## Problems to work on
**A.** Answer these questions from the HA particle text, one answer per line, marked the same way:
(i) To which cell structure is DOX routed when delivered by HA nanoparticles?
(ii) Which data indirectly verified that nHA-mediated delivery of DOX may prevent further metastases?
(iii) How long was the observational time in Study 3?
**B.** Please reproduce the HA particle text word for word, starting at "In Study 2, we" and ending at "by PET/CT data.".
**C.** List every effect that the HA particle text says DOX causes when it is routed to the mitochondria.

## Provided text
**********
In Study 2, we investigated the physicochemical interactions between DOX and different sizes of HA particles, both in-vitro and in-vivo. When delivered by HA nanoparticles, DOX is routed to the mitochondria causing insufficient ATP synthesis, less cell migration and cell apoptosis. This leads to stronger in-vivo tumor eradication compared to systemic administration of DOX. Furthermore, nHA mediated delivery of DOX may prevent further metastases in- vivo, which was indirectly verified by PET/CT data.
In Study 3, HA particles (nHA, mHA or n/mHA) were labelled with carbon 14 (14C) to detect particle migration in- vivo. During the observational time of 28 days, the majority (>99.9%) of implanted HA particles, irrespective of the size, stayed in the implantation site (proximal tibia), without migrating to other vital organs. No pathological changes were detected in the vital organs.
**********
## Record set

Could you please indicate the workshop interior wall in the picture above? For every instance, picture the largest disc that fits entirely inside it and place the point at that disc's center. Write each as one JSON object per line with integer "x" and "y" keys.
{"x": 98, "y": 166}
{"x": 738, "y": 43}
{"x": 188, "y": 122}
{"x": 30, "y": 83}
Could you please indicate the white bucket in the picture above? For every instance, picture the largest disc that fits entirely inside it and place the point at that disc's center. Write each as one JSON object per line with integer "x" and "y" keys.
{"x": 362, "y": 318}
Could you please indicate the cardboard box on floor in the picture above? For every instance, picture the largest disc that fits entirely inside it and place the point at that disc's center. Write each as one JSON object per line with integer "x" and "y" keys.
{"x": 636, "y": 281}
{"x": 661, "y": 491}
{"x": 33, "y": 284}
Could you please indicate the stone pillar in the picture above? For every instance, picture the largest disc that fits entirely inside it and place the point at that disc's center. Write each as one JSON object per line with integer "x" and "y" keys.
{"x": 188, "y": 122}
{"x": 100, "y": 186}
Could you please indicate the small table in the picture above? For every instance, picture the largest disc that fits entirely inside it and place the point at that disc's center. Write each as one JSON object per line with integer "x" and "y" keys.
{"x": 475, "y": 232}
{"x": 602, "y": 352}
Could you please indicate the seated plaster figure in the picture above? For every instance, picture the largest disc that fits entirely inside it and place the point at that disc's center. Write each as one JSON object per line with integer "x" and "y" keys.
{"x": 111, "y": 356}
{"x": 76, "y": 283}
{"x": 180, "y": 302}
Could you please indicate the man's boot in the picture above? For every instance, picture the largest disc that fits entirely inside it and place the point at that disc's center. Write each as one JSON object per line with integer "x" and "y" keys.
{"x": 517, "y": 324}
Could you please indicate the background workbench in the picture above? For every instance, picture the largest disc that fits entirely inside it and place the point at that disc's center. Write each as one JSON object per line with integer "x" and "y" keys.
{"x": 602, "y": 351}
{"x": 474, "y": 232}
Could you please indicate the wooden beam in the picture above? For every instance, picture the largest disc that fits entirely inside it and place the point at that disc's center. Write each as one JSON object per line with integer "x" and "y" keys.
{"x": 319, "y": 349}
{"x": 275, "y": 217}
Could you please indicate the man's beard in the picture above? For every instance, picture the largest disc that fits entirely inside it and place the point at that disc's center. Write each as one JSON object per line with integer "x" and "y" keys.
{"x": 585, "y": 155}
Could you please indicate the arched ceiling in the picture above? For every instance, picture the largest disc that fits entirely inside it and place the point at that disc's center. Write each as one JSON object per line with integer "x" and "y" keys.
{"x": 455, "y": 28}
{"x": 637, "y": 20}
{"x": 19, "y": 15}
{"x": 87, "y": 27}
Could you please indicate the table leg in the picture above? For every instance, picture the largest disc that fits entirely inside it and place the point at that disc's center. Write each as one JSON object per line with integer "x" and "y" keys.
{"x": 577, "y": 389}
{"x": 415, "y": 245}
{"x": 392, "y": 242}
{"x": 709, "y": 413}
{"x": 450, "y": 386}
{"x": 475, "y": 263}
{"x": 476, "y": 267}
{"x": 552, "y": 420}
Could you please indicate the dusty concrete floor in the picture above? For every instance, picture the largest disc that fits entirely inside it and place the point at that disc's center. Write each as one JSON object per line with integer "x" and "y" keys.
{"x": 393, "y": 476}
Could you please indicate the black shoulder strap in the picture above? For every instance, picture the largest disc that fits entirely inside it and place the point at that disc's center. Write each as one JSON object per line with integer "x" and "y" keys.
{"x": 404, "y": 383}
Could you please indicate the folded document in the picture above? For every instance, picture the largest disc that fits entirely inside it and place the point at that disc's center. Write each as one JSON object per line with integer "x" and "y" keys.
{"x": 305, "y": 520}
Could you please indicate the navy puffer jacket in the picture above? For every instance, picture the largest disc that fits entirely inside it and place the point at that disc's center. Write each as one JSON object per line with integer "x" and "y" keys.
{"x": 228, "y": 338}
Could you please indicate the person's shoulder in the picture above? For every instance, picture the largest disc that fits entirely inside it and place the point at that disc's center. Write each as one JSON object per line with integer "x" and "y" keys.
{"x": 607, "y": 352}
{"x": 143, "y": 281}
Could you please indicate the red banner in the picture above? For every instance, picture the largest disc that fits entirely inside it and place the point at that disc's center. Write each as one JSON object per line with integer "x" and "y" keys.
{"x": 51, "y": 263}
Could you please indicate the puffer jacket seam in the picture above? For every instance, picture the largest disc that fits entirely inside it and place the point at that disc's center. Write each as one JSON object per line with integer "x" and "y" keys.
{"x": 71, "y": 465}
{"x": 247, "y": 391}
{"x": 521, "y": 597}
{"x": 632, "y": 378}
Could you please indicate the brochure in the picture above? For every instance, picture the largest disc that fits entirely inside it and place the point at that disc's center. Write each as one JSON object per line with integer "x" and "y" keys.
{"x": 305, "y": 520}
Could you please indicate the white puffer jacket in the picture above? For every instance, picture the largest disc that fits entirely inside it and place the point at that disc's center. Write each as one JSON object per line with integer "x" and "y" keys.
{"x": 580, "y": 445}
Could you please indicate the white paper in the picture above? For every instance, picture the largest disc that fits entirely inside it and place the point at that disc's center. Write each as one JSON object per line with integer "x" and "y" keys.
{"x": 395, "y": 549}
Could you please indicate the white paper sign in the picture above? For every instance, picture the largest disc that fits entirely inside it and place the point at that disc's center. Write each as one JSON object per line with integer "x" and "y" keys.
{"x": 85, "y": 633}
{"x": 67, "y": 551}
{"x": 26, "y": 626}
**********
## Solutions to the exercise
**A.**
(i) The mitochondria
(ii) PET/CT data
(iii) 28 days

**B.**
In Study 2, we investigated the physicochemical interactions between DOX and different sizes of HA particles, both in-vitro and in-vivo. When delivered by HA nanoparticles, DOX is routed to the mitochondria causing insufficient ATP synthesis, less cell migration and cell apoptosis. This leads to stronger in-vivo tumor eradication compared to systemic administration of DOX. Furthermore, nHA mediated delivery of DOX may prevent further metastases in- vivo, which was indirectly verified by PET/CT data.

**C.**
- Insufficient ATP synthesis
- Less cell migration
- Cell apoptosis